What this task involves: Could you return every record below word for word, leaving out the pictures?
*** Data to use ***
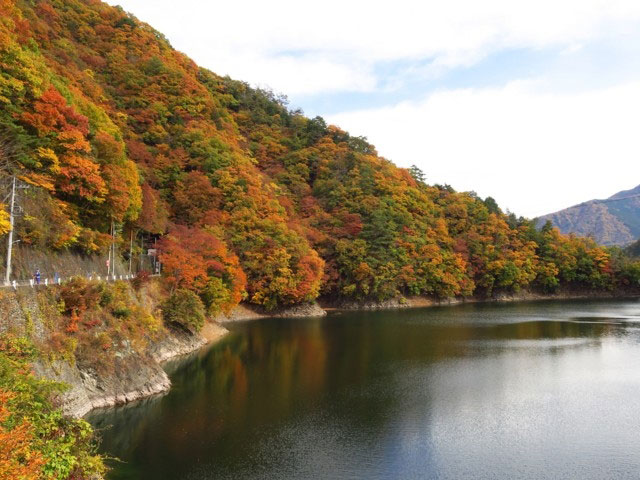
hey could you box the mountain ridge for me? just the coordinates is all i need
[537,184,640,246]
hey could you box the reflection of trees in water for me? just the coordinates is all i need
[86,393,166,461]
[89,302,634,479]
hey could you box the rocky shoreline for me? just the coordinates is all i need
[47,302,326,418]
[215,301,327,323]
[320,289,640,311]
[9,289,638,418]
[33,325,215,418]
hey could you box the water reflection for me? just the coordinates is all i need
[89,299,640,480]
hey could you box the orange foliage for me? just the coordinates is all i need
[0,391,45,480]
[20,86,89,137]
[158,226,246,311]
[1,0,636,306]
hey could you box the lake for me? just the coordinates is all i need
[88,299,640,479]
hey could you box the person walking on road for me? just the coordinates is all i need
[35,269,41,285]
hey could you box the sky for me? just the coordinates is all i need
[105,0,640,218]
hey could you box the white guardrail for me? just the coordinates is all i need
[1,273,160,290]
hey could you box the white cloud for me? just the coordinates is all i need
[327,80,640,218]
[103,0,640,216]
[182,50,376,96]
[106,0,640,95]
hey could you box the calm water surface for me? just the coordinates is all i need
[88,299,640,479]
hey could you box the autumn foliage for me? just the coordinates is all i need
[0,391,44,480]
[158,226,245,313]
[0,0,638,315]
[0,334,104,479]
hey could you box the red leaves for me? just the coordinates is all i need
[19,86,109,202]
[158,226,246,311]
[65,310,79,334]
[339,212,363,237]
[137,184,169,234]
[173,171,220,225]
[20,86,89,137]
[58,130,91,152]
[288,253,324,302]
[57,153,106,200]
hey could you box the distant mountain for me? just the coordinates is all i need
[537,185,640,246]
[626,238,640,257]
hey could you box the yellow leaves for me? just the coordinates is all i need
[20,147,60,192]
[0,204,10,235]
[123,160,142,220]
[21,173,55,191]
[101,160,142,222]
[0,75,25,104]
[58,130,91,153]
[591,247,610,268]
[115,111,128,123]
[36,146,60,172]
[353,262,372,282]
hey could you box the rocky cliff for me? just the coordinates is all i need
[0,279,225,417]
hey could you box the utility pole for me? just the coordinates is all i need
[140,234,144,272]
[129,229,133,275]
[5,176,16,285]
[108,220,122,278]
[106,220,111,277]
[110,219,115,277]
[4,175,27,285]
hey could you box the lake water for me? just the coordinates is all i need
[88,299,640,479]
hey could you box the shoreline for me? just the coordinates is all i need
[41,324,228,418]
[73,289,640,417]
[319,289,640,312]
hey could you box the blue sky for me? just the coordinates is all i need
[106,0,640,218]
[297,41,640,117]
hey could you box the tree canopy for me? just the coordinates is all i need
[0,0,638,313]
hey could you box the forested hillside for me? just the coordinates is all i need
[1,0,640,316]
[626,238,640,258]
[2,1,640,477]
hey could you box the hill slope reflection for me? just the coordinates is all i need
[89,300,640,480]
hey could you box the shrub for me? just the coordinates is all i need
[132,270,151,291]
[200,277,231,315]
[59,277,101,318]
[619,261,640,286]
[0,335,105,479]
[161,289,205,333]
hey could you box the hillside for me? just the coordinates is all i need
[537,185,640,246]
[2,0,639,315]
[626,238,640,258]
[2,1,640,477]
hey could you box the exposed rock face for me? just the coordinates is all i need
[322,297,412,311]
[32,325,213,418]
[33,351,172,418]
[215,302,326,323]
[537,184,640,246]
[148,326,208,364]
[0,285,225,418]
*** End of Data to use ***
Completed task:
hey could you box the mountain ridge for me? just the coordinates is all i need
[537,184,640,246]
hey could you box the reflection of trees in water for me? just the coordinates is all i need
[86,393,166,461]
[89,302,634,479]
hey could you box the rocky shoreline for me? just the coordinates is all i need
[47,302,326,418]
[215,301,327,323]
[320,289,640,311]
[9,289,638,418]
[33,325,215,418]
hey could you box the water reflection for me? just the coordinates is all i need
[89,299,640,480]
hey could you box the orange foliage for me? just the coordinates is all i need
[0,391,45,480]
[20,86,89,137]
[158,226,246,311]
[1,0,636,306]
hey could you box the lake for me? just the coordinates is all i need
[88,299,640,479]
hey could you box the person walking on road for me? just the coordinates is all i need
[35,269,41,285]
hey could you box the sky for me? just the coordinates is all i need
[105,0,640,218]
hey could you box the white guardrail for me? just the coordinates is all i need
[1,273,160,290]
hey could you box the white cloud for me? just the coordinates is all i need
[327,80,640,218]
[103,0,640,216]
[182,50,376,96]
[106,0,640,95]
hey could you box the calm water surface for me? just the coordinates is all i need
[88,299,640,479]
hey could you box the autumn foliage for me? just the coordinates is all i need
[0,391,44,480]
[158,226,245,313]
[0,0,638,315]
[0,334,104,479]
hey could you box the red leaves for me? just the coordinates is all i need
[19,86,109,202]
[158,226,246,311]
[65,310,79,334]
[339,212,363,237]
[137,184,169,234]
[173,171,220,225]
[20,86,89,137]
[58,130,91,152]
[288,253,324,302]
[57,153,106,200]
hey could you box the distant mountain for me? just the coordinates is all i need
[537,185,640,246]
[626,238,640,257]
hey could you box the yellow leaves for me? just the coordinates is all i need
[20,147,60,192]
[0,204,10,235]
[123,160,142,220]
[21,173,55,191]
[101,160,142,222]
[0,75,25,104]
[58,130,91,153]
[591,247,610,268]
[115,111,128,123]
[36,146,60,172]
[353,262,372,282]
hey could you box the rocky cliff for me? just the coordinates is all i need
[0,279,225,417]
hey could you box the utility pole for me? just the coordinates is all i need
[140,234,144,272]
[129,229,133,275]
[5,176,16,285]
[108,220,122,278]
[106,220,111,277]
[110,219,115,277]
[4,175,27,285]
hey could you box the lake water for me? just the coordinates is all i need
[88,299,640,479]
hey could you box the shoreline for me? just the coordinates is all i need
[41,324,228,418]
[73,289,640,417]
[319,289,640,312]
hey could you box the blue sky for me? just the coordinates is all i need
[106,0,640,218]
[297,41,640,117]
hey could you box the tree canopy for me? just the coordinates is all i need
[0,0,638,313]
hey could you box the forested hillside for me? just the coordinates is all i need
[1,0,640,316]
[626,238,640,258]
[2,1,640,477]
hey could you box the hill slope reflection for me? just the coordinates is all i need
[89,300,640,480]
hey could you box the shrub for me? just the coordinates is all i need
[132,270,151,291]
[200,277,231,315]
[59,277,101,318]
[619,261,640,286]
[0,335,105,479]
[161,289,205,333]
hey could you box the hillside for me? just the coordinates is all i need
[537,185,640,246]
[2,0,639,315]
[626,238,640,258]
[2,1,640,477]
hey could you box the exposed rock face for me? just the coordinates is all i need
[322,297,412,311]
[32,325,213,418]
[33,351,172,418]
[215,302,326,323]
[537,184,640,246]
[148,326,208,364]
[0,285,225,418]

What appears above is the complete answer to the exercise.